Stored data
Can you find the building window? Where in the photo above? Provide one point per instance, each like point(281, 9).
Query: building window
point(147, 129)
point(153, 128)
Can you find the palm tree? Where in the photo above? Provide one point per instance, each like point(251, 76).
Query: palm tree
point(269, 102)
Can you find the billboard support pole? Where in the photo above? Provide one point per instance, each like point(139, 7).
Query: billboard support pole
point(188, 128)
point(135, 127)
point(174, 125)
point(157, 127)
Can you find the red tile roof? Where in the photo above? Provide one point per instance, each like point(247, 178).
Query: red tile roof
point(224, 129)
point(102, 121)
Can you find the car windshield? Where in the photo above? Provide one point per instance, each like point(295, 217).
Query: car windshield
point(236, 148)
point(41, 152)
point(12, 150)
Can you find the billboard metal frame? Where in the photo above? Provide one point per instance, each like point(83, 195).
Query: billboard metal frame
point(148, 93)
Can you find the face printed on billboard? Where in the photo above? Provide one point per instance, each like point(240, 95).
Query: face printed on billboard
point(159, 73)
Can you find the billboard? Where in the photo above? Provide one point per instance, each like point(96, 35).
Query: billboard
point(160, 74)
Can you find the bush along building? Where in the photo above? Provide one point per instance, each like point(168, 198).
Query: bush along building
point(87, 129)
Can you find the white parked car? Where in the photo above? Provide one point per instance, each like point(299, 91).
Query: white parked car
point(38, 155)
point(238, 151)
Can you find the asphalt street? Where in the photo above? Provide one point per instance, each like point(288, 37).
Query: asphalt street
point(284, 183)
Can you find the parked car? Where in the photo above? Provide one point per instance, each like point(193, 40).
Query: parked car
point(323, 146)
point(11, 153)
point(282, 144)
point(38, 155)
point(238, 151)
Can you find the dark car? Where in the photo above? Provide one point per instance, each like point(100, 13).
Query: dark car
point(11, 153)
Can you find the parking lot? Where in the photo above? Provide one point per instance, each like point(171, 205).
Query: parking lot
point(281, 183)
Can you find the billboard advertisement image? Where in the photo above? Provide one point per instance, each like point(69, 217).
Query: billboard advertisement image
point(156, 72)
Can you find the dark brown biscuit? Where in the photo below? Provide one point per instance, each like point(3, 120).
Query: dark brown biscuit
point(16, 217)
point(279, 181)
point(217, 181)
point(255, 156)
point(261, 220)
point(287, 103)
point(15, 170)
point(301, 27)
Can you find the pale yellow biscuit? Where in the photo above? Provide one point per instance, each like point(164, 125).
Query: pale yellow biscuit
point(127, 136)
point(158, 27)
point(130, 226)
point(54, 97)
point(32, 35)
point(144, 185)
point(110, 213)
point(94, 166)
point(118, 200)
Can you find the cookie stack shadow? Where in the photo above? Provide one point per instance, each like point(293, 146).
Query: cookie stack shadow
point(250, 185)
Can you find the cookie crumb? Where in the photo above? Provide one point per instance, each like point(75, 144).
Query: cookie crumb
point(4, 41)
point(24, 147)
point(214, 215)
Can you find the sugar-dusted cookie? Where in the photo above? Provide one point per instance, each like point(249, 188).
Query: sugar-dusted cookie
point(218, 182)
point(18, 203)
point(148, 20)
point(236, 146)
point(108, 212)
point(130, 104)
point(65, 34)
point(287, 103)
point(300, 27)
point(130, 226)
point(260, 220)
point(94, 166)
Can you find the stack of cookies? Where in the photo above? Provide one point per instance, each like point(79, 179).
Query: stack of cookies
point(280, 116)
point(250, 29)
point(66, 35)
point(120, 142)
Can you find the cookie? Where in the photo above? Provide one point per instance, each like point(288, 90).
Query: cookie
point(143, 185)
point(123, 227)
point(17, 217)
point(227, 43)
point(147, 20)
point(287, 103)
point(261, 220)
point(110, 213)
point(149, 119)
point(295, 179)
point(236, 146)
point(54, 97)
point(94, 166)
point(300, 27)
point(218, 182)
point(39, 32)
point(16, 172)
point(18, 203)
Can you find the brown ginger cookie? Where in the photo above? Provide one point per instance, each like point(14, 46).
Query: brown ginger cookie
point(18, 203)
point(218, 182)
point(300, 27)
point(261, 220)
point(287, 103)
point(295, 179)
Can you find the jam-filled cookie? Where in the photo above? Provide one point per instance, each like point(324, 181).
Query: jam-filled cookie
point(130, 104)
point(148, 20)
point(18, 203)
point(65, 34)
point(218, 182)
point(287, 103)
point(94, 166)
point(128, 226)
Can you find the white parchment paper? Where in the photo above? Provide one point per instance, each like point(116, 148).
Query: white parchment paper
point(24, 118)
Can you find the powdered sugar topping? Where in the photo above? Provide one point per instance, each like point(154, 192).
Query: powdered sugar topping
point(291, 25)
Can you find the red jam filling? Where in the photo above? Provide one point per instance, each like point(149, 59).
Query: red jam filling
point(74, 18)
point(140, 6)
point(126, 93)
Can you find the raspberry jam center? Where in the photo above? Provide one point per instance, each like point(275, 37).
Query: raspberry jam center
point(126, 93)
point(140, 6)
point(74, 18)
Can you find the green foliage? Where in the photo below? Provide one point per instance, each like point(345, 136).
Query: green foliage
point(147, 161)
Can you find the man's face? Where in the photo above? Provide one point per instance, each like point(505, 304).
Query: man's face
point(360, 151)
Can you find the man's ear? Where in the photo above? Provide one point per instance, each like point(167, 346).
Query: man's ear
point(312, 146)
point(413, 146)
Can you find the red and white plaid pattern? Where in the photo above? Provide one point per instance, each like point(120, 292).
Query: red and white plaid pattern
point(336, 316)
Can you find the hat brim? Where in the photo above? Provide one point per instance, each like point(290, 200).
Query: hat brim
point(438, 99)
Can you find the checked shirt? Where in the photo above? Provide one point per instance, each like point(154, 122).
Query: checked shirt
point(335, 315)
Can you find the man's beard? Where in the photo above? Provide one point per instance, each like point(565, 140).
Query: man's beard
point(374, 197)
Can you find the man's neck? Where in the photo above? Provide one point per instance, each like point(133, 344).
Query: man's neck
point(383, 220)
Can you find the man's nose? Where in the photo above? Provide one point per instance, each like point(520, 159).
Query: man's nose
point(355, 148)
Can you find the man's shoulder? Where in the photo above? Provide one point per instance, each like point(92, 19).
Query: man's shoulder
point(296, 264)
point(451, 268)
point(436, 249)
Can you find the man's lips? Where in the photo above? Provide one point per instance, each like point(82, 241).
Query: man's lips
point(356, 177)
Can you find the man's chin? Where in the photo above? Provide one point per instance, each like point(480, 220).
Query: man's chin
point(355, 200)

--- Exercise goal ---
How many of the lines above contain the string "below"? Give the number only.

--- Solution ---
2